• **FRAGMENTO DE LECTURA**
::::::

Berrinche imperial

La era liberal - Hechos

Alejandro Rosas

Se encontraba al borde de las lágrimas; respiración agitada, manos temblorosas… recorría la habitación de un lado a otro y aventaba los objetos que tenía a su alcance. Manoteaba, gritaba... De pronto se detenía, suspiraba con profundidad y continuaba con la dramática escena. Su rostro desencajado las gotas de sudor marcadas en su amplia frente, advertían que Maximiliano atravesaba una verdadera tragedia. Y en su fuero interno, sólo bajo sus ojos, lo era.

     La mañana del 10 de abril de 1864, a unas horas de que Maximiliano diera su respuesta definitiva a la Comisión formada por un grupo de conservadores que le había ofrecido la corona mexicana -de una monarquía que sólo existía en su imaginación-, el archiduque se encontraba en pleno berrinche; poco faltó para que pataleara y se privara. Estaba cerca del colapso nervioso gracias a su hermano Francisco José quien, unas horas antes, le había asesitado un golpe que llevó a a la lona a Max.

::::::

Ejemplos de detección
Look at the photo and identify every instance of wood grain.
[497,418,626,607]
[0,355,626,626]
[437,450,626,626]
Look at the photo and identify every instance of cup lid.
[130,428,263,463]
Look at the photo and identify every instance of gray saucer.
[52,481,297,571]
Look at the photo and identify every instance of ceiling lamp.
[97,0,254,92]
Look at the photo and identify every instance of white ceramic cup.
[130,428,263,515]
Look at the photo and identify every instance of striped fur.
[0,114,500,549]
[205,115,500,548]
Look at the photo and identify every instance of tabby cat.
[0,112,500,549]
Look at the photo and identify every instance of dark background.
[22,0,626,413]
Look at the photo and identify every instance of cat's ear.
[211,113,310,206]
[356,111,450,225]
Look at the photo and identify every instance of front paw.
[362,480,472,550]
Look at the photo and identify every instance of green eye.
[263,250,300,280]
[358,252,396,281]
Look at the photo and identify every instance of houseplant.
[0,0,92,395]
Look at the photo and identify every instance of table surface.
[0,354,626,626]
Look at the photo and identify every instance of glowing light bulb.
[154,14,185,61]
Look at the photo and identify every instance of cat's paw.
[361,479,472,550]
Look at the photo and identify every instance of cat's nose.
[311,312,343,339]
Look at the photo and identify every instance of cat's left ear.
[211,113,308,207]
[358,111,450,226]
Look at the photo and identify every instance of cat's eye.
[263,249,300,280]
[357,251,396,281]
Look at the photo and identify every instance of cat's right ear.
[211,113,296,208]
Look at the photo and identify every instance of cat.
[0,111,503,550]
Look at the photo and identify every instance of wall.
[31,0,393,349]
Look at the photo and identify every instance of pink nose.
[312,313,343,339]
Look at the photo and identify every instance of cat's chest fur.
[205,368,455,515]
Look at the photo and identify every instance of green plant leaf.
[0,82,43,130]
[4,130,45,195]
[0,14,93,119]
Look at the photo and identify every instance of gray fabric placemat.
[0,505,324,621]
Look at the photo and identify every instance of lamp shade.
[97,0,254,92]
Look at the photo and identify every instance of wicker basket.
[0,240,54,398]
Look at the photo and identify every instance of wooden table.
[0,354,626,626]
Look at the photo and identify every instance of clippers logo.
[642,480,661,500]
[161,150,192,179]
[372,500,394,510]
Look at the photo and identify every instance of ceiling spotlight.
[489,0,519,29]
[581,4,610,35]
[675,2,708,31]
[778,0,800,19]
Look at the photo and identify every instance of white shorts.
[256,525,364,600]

::::::

• **PROBLEMAS Y TAREAS**
(a) En el fragmento sobre Maximiliano, ¿en qué fecha se encontraba el archiduque en pleno berrinche?
(b) Transcribe del fragmento sobre Maximiliano el pasaje que comienza con "Alejandro Rosas" y sigue hasta "ojos, lo era.".

• **RESPUESTAS**
(a) La mañana del 10 de abril de 1864.

(b)
Alejandro Rosas

Se encontraba al borde de las lágrimas; respiración agitada, manos temblorosas… recorría la habitación de un lado a otro y aventaba los objetos que tenía a su alcance. Manoteaba, gritaba... De pronto se detenía, suspiraba con profundidad y continuaba con la dramática escena. Su rostro desencajado las gotas de sudor marcadas en su amplia frente, advertían que Maximiliano atravesaba una verdadera tragedia. Y en su fuero interno, sólo bajo sus ojos, lo era.